Direction:
Please reproduce all of the following material word for word, line by line.
++++++++
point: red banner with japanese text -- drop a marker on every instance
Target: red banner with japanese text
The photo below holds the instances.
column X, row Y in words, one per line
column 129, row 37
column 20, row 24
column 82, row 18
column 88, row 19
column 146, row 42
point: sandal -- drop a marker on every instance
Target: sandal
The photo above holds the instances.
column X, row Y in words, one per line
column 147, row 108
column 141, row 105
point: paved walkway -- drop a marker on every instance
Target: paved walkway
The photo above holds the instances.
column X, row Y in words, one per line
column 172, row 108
++++++++
Final result:
point: red banner with japanese text -- drop a marker on every instance
Target: red banner with japanese text
The photo below holds the instances.
column X, row Y in words, one per line
column 129, row 37
column 20, row 24
column 82, row 18
column 88, row 19
column 146, row 42
point: sandal -- drop a marker on every instance
Target: sandal
The photo above holds the instances.
column X, row Y in words, one per line
column 147, row 108
column 141, row 105
point: paved walkway -- drop a marker on every instance
Target: paved walkway
The photo above holds the instances.
column X, row Y in words, one per line
column 172, row 108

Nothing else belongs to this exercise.